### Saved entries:
──────────

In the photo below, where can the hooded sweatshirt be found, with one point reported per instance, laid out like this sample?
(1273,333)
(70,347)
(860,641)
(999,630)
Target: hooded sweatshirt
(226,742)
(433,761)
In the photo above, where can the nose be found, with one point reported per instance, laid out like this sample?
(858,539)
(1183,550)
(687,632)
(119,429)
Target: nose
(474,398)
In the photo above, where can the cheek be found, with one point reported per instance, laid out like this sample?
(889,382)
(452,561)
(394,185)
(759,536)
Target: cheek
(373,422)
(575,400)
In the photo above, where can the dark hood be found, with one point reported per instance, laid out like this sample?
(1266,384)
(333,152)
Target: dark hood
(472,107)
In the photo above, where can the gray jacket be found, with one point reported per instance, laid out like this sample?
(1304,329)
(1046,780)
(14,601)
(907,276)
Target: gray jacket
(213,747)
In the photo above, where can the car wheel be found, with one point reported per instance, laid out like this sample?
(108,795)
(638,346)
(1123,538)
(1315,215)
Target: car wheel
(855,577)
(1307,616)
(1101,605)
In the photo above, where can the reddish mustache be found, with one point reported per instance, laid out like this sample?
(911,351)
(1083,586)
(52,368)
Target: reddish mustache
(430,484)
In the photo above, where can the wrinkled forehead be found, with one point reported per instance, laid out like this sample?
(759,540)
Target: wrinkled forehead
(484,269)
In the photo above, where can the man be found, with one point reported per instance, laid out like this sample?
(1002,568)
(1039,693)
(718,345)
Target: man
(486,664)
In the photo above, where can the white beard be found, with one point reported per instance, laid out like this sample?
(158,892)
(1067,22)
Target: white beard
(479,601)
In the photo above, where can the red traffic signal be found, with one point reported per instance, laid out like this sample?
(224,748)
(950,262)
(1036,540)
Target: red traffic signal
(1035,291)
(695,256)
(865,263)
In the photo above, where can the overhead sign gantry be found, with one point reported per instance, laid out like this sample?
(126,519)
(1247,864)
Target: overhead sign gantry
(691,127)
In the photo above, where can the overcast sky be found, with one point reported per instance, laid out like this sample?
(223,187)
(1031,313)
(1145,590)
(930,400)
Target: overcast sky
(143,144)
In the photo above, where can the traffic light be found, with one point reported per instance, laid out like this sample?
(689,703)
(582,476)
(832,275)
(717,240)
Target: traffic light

──────────

### Task to complete:
Would it be possible to reproduce all the entries exactly as they appear above?

### Task result:
In the photo below, where can the hooded sweatshirt be found, with one point reported per instance, laid out like this sample?
(1273,333)
(70,347)
(860,641)
(999,630)
Target: hooded sweatshirt
(226,742)
(433,761)
In the photo above, where can the nose be found, with one point reported per instance, laid out like this sample?
(858,539)
(1183,550)
(687,632)
(119,429)
Target: nose
(474,398)
In the photo above, where can the cheek be found, with one point reported per instance, laid out like this sample?
(889,382)
(452,561)
(394,185)
(759,536)
Target: cheek
(373,422)
(575,400)
In the photo above, where can the dark hood be found, with one point reported per instance, laid out like this sample?
(1266,384)
(333,152)
Target: dark hood
(472,107)
In the photo above, where can the gray jacket be found, with one point reported per instance, laid out like this sample?
(1304,329)
(1046,780)
(14,601)
(907,276)
Target: gray jacket
(213,747)
In the photo above, where can the car wheel be found, with one point reported per instance, laid out like this sample?
(108,795)
(638,346)
(1123,538)
(1315,215)
Target: car wheel
(855,577)
(1307,616)
(1101,605)
In the photo above, where can the reddish mustache be found, with one point reported per instance, laid out like this sample?
(911,351)
(1083,586)
(52,368)
Target: reddish mustache
(430,484)
In the photo above, where can the wrinkled forehead be found, with one point reported per instance, laid out like this sample?
(759,540)
Target: wrinkled forehead
(484,269)
In the photo above, where can the man be found, with one point reported per instance, laid out like this sample?
(1002,568)
(1039,693)
(718,345)
Target: man
(486,664)
In the photo above, where can the white beard be found, with one point reported per instance, laid out like this sample?
(158,892)
(1067,22)
Target: white beard
(479,601)
In the photo above, where can the red traffic signal be found, with one point reported per instance, laid out like this sample?
(224,748)
(950,262)
(1036,540)
Target: red traffic signal
(1035,291)
(695,256)
(865,263)
In the photo above, where can the overhead sign gantry be found, with one point reported per instance, laid out like this sample?
(126,519)
(1247,864)
Target: overhead sign gantry
(691,127)
In the photo above, where can the overcast sky be found, with one point reported per instance, laid out like this sample?
(223,187)
(1031,313)
(1145,590)
(930,400)
Target: overcast sky
(143,144)
In the photo above, where can the traffic light be found, with one point reported per instance, laid out like this sample?
(689,703)
(582,476)
(832,275)
(717,240)
Target: traffic light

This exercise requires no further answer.